The exercise
Rewrite the lines below, changing every "in this photo" to "in this image" and keeping everything else the same. Leave out the pictures.

* * * *

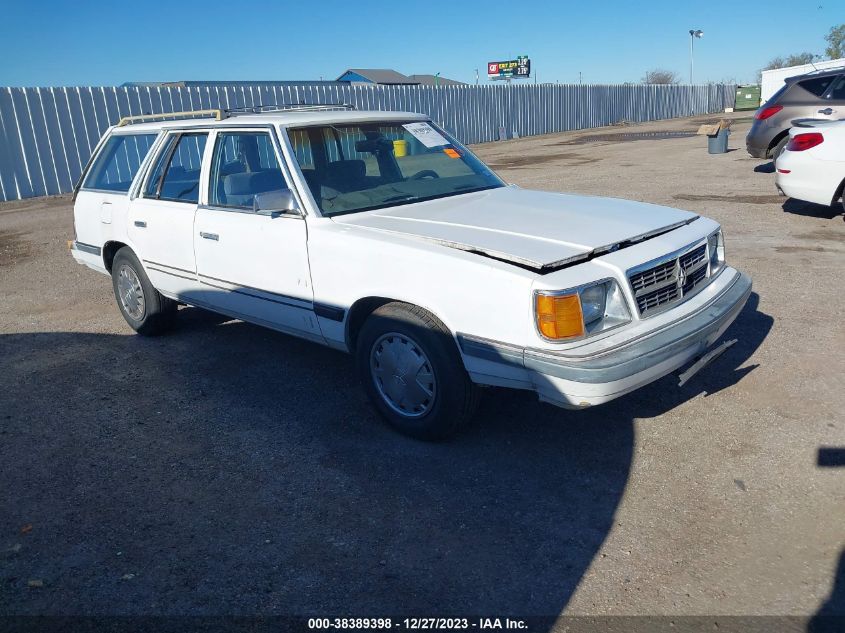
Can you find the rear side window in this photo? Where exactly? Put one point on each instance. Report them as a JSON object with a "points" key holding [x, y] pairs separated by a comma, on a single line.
{"points": [[817, 86], [176, 174], [838, 90], [117, 163]]}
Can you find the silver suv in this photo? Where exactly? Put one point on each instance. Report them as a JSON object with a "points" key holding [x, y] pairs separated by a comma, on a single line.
{"points": [[816, 95]]}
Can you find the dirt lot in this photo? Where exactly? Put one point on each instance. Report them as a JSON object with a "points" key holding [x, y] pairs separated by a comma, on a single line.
{"points": [[228, 469]]}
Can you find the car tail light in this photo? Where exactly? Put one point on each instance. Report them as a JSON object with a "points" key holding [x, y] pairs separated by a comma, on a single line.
{"points": [[800, 142], [765, 113]]}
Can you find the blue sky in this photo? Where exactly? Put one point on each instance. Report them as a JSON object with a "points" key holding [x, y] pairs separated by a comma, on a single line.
{"points": [[108, 43]]}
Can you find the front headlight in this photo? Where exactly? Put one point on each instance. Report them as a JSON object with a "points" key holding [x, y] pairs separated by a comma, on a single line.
{"points": [[716, 248], [579, 312]]}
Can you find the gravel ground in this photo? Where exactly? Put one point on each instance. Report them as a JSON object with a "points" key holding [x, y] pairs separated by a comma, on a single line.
{"points": [[226, 469]]}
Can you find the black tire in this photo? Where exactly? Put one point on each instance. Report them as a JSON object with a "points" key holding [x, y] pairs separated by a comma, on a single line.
{"points": [[777, 150], [422, 338], [155, 313]]}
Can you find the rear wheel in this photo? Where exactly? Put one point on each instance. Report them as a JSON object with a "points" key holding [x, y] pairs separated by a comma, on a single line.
{"points": [[412, 371], [146, 310]]}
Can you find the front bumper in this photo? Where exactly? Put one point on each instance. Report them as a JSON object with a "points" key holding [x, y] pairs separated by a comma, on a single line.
{"points": [[576, 382]]}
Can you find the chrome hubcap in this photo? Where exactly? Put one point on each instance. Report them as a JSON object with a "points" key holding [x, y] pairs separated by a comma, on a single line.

* * * *

Expected answer
Can you find the rear side window in this image? Where exactly? Put one point on each instance. Report them as a JSON object with a "points" key holding [x, y] pairs separated by a comma, on a single line.
{"points": [[817, 86], [176, 174], [838, 90], [117, 163]]}
Can you find the silver suv in this image? Where exactly? Put one point on each instance. Report them as a JSON object with a "points" key holding [x, y] pairs separated by a comma, on a single line.
{"points": [[816, 95]]}
Can you find the dirt lot in this image? Where exactly? Put one point on each instance. Report them as a JSON object with a "points" key holding [x, y] pairs separated by a comma, on a single line.
{"points": [[228, 469]]}
Can you find the car tail light in this image? Where exactly? Put one point on each instance. Report them as a JSON object with a "points" key holding [x, y] pairs separated by a comma, on a single line.
{"points": [[800, 142], [765, 113]]}
Can you find the blue sky in this image? Where exactly? Put one point on each instance. Report them as a JSON object with a "points" key holding [x, y] pairs separated by a comma, on a single line.
{"points": [[108, 43]]}
Can you find the front headlight in this image? Where exactly? Put one point on each instance. Report them as a JSON object with a "points" key holding [x, y] pairs separated by a comma, on a single line.
{"points": [[716, 248], [579, 312]]}
Can you find the gravel ground in this image? Where exactly? Put one point on each instance. Report them as a JSON object with a "points" key holding [x, y] pairs separated by a comma, on a single line.
{"points": [[226, 469]]}
Can you find the black tire in this image? Where exactly? Put one point on each instance. Report them as a JSON object with a "points" key holding [x, y] pairs separated by a comma, on a single line.
{"points": [[777, 150], [422, 338], [155, 313]]}
Can you find the rear wheel in this image? Where exactly? Put one point on each instance. Report them as a JSON object with a "points" key holding [x, y] pairs separated by a comma, on a single line.
{"points": [[412, 371], [146, 310]]}
Can you find the front bumper in this image? Where exactly? Put one point on each instance. Report them as a JSON object with a "points" key holding [x, y] pairs separated by a comma, on a single line.
{"points": [[576, 382]]}
Can you find the chrome hubcap in this image? Where exactly? Put one point on each instance. Report them as a JSON object with a "points" key holding [x, y] pairs separated by a comma, on a single line.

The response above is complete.